== Exercise brief ==
Reproduce only the top of the records, down to and including the line containing "Target: yellow hull".
### Task input ###
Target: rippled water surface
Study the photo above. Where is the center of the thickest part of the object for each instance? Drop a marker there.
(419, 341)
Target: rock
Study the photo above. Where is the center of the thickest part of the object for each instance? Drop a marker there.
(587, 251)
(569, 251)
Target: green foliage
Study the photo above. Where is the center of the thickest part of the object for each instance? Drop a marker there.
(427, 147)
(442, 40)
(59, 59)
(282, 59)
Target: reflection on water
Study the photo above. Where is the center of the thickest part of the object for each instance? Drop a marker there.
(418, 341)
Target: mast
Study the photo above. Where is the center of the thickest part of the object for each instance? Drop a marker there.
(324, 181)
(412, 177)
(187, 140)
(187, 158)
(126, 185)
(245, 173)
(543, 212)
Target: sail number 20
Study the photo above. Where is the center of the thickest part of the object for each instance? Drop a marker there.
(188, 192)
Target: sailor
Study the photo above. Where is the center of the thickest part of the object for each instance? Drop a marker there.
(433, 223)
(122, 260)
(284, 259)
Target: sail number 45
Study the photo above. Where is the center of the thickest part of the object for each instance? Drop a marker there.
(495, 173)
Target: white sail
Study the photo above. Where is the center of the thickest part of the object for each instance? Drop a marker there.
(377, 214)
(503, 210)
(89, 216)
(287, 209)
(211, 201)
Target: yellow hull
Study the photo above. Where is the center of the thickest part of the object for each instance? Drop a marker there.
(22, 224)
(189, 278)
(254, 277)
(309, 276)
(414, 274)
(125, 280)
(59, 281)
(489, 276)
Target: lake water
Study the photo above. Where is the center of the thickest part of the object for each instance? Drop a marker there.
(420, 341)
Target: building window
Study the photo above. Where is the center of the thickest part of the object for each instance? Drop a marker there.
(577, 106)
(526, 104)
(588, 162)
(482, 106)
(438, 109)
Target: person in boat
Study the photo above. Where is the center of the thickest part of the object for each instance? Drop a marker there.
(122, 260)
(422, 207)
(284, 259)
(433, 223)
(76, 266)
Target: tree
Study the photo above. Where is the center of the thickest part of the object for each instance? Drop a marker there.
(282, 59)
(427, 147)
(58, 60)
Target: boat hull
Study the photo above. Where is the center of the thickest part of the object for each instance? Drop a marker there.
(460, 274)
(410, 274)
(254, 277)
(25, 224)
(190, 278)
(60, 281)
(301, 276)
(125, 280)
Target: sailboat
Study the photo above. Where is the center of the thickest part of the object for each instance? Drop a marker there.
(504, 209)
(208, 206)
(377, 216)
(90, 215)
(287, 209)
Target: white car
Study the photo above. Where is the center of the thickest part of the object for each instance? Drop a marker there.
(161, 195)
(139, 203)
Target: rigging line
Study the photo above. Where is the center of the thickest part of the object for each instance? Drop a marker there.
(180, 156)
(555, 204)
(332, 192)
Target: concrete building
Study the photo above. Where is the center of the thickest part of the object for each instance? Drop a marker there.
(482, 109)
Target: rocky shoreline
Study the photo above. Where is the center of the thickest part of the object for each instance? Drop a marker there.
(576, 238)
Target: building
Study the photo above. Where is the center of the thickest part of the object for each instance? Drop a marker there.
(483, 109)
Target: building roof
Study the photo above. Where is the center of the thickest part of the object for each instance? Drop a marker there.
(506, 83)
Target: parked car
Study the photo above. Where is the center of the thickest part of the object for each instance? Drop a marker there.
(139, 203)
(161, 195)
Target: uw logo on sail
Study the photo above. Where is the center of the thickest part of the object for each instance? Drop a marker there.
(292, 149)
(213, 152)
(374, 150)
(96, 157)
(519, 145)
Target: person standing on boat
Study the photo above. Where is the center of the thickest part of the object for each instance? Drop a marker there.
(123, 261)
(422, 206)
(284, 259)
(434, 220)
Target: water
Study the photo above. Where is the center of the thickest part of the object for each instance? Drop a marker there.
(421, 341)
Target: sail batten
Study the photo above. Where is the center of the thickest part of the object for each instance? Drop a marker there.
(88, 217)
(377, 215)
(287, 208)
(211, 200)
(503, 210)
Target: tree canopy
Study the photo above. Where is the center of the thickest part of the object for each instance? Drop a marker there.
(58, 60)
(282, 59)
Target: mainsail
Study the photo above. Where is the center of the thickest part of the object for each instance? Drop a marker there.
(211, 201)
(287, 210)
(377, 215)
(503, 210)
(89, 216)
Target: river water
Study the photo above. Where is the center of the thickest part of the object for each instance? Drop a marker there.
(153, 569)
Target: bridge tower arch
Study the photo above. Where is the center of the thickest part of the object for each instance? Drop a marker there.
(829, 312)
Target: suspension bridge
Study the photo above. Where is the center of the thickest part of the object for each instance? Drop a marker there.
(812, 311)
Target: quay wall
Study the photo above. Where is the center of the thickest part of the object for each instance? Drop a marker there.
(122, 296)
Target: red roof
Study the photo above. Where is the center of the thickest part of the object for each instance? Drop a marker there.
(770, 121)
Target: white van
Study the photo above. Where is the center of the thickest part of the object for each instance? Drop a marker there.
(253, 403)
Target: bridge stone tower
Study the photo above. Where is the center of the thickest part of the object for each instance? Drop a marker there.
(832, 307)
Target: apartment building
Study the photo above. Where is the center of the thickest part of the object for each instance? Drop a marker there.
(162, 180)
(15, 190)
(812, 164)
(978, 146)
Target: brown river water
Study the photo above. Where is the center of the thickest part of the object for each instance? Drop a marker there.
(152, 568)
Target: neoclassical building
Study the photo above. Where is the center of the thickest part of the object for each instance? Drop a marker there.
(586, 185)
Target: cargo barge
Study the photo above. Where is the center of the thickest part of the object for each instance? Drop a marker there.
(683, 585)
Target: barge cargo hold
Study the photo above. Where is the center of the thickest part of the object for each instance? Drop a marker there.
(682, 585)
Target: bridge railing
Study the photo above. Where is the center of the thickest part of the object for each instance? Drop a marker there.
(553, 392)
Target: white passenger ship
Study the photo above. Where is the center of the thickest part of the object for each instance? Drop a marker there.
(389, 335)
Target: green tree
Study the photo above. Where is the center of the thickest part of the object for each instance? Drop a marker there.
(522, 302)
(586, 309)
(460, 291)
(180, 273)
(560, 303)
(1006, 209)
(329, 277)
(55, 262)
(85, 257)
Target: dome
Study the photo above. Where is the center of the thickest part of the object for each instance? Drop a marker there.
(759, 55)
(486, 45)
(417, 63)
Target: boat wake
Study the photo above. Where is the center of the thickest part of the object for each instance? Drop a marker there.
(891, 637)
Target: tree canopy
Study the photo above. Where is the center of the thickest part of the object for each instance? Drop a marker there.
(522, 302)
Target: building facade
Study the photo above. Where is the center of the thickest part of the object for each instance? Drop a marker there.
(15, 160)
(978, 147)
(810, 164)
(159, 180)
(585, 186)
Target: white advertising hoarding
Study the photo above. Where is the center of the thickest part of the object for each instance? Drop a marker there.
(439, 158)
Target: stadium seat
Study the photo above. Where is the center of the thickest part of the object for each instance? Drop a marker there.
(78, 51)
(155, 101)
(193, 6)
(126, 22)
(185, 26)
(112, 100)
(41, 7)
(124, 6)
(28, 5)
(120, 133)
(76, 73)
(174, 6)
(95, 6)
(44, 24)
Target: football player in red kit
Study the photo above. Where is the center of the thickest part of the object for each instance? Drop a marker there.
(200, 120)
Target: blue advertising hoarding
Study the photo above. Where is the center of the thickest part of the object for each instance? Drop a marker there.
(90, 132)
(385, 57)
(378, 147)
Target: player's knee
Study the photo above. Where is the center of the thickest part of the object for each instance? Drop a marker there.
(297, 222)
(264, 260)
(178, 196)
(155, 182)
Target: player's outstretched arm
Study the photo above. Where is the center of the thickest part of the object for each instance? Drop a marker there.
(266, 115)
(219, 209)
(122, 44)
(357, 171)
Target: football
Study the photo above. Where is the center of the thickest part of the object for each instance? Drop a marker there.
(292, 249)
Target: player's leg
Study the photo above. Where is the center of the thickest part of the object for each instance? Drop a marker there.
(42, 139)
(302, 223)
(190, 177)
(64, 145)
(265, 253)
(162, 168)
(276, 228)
###
== Exercise result ==
Target: rippled water surface
Study the photo above. Where is the center of the thickest part of the object for each instance? Drop a marker there.
(419, 341)
Target: rock
Study the photo above. Where is the center of the thickest part of the object for each instance? Drop a marker there.
(587, 251)
(569, 251)
Target: green foliage
Study the photo above. Where is the center of the thickest part of the object for each instance? Drop a marker there.
(427, 147)
(442, 40)
(59, 59)
(282, 59)
Target: reflection on water
Study the photo above. Where is the center of the thickest part of the object for each instance? Drop a marker there.
(418, 341)
Target: mast
Study the photo above. Where is the center of the thickest part of the object for each instance? Drop a marker there.
(324, 181)
(412, 177)
(187, 140)
(187, 158)
(126, 185)
(245, 173)
(543, 212)
Target: sail number 20
Study the photo above. Where is the center of the thickest part of the object for each instance? Drop a marker there.
(188, 192)
Target: sailor
Study the photo above. Where is the center of the thickest part of the object for each instance? Drop a marker there.
(433, 223)
(122, 260)
(284, 259)
Target: sail number 45
Study the photo above. Where is the center of the thickest part of the object for each instance? Drop a marker there.
(495, 173)
Target: white sail
Study the photo above. Where is the center of the thickest part of the object for each instance? Drop a marker there.
(377, 214)
(503, 210)
(89, 216)
(287, 209)
(211, 201)
Target: yellow hull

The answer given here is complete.